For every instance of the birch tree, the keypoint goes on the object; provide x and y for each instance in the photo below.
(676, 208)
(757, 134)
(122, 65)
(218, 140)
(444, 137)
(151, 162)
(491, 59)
───
> Exercise prompt
Copy out the material above in its entirety, exactly.

> Solution to this task
For every instance of the birch tree, the keypoint goes on the object; provide x and y for each instance in the photo below.
(676, 208)
(757, 134)
(122, 65)
(218, 140)
(444, 137)
(151, 162)
(491, 59)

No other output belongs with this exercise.